• Set task 1: Please repeat the passage of the cycling blog post below, starting with "So what now?" and going on through "yet surprise myself.".
• Set task 2: In every one of the entries below, switch "broadcast tagging" to "landscape tagging" and leave everything else unchanged.

• Text excerpt:
--- begin ---

Musings on Bicycles and Buddhism. Broadcasting from the fair city of Boston and its surroundings.
Saturday, November 13, 2010
To continue
And so sometimes we learn the hard way (in life and in cycling) that the advice in the driver's manual, that water freezes on a bridge before regular roadways, is indeed true. And sometimes it means you completely wipe out on the ice on the pedestrian bridge and get snazzy green, yellow, and purplish blue bruises to prove your newly gained knowledge.
Goal: 2,200 miles by 9.24.10
Miles ridden to date: 1,812
Miles left to goal: 388
Days left: +50 over
Thursday, September 2, 2010
Expectations
You never have the wind with you - either it is against you or you're having a good day. ~Daniel Behrman, The Man Who Loved Bicycles
Although in this case more with expectations than wind...
At the beginning of this adventure, when I did some of the math (read as approximations:) it appeared, if everything went swimmingly that I would reach the half way point in mileage (~1,100mi) sometime in August. August has obviously come and gone, and it did not include nearly enough biking. First was vacation in the mountains of Vermont, much needed- I will admit, but without Charlie. Next was returning home to deal with the flat tire mystery. During which we learned many wonderful things.
We also learned, don't wait to deal with things; it may take longer than you think, so get started now and then no matter how long it takes you're on the road to the goal, as it were. (Read as: Charlie could have been fixed while I was away and not after I got back. Hello this is procrastination calling...do you have a minute? We can wait until tomorrow if you'd like...) So instead of going a week without bicycle as he waited in the maintenance queue of the shop I could have been riding.
After that of course was the week of rain, and as stubborn as I am, and as frequently, foolishly ready as I am to challenge the weather, when it comes down to the bicycle and keeping Charlie in tiptop shape I will bear the burden of the bus to keep him out of the rain for prolonged periods.
So what now? As it goes, if I am to finish on Sept 24th I would be needing to ride ~59 miles a day. This is not impossible and real Tour de France riders usually do this entire distance of several thousand miles in 21 days, with only a few rest days between. But alas, I am not a professional cyclist and I think my legs might give out if I rode four and a half hours every day (how much time I estimate it would take to ride the required mileage at my average speed).... but I may yet surprise myself.
Don't let your doubting mind set the tone when things get rough. But do realize you still have to go to work, sleep, eat, and talk to other human beings once and while(... although I know several people who may argue some of those points). Point being that I knew I would be away for 2 weeks but I have had ~2 weeks worth of obstacles. So do I push myself beyond to complete by the deadline or do I extend the deadline (in this rare instance of a deadline being within my control)? Charlie is also going to be due for a tuneup in about 200 miles or so...
Fall arrives and it will rain, that's what Boston autumns like to do, handy hurricanes and all (Hello Earl, how are you?). And right now once I've ridden about 80 miles in a week and continue above that I get very tired, of course more training will expand my effective range...
So for now I ride as much as I can as often as I can and ride even when I'm not trying to get to any particular destination. If the overall average of ~25 miles per day continues I will be at 1,426 miles on the goal date and then will not finish the entire distance until another month has elapsed.

--- end ---

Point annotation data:
--- begin ---

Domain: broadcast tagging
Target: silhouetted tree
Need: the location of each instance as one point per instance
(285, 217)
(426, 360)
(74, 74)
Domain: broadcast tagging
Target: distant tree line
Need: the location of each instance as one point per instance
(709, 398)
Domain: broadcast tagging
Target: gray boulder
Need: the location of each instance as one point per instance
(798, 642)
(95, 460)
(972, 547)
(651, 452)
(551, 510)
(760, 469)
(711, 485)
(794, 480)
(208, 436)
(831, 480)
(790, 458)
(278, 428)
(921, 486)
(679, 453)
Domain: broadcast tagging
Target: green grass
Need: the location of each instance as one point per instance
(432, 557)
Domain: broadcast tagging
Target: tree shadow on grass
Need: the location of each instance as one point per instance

--- end ---

• Result 1:
So what now? As it goes, if I am to finish on Sept 24th I would be needing to ride ~59 miles a day. This is not impossible and real Tour de France riders usually do this entire distance of several thousand miles in 21 days, with only a few rest days between. But alas, I am not a professional cyclist and I think my legs might give out if I rode four and a half hours every day (how much time I estimate it would take to ride the required mileage at my average speed).... but I may yet surprise myself.

• Result 2:
Domain: landscape tagging
Target: silhouetted tree
Need: the location of each instance as one point per instance
(285, 217)
(426, 360)
(74, 74)
Domain: landscape tagging
Target: distant tree line
Need: the location of each instance as one point per instance
(709, 398)
Domain: landscape tagging
Target: gray boulder
Need: the location of each instance as one point per instance
(798, 642)
(95, 460)
(972, 547)
(651, 452)
(551, 510)
(760, 469)
(711, 485)
(794, 480)
(208, 436)
(831, 480)
(790, 458)
(278, 428)
(921, 486)
(679, 453)
Domain: landscape tagging
Target: green grass
Need: the location of each instance as one point per instance
(432, 557)
Domain: landscape tagging
Target: tree shadow on grass
Need: the location of each instance as one point per instance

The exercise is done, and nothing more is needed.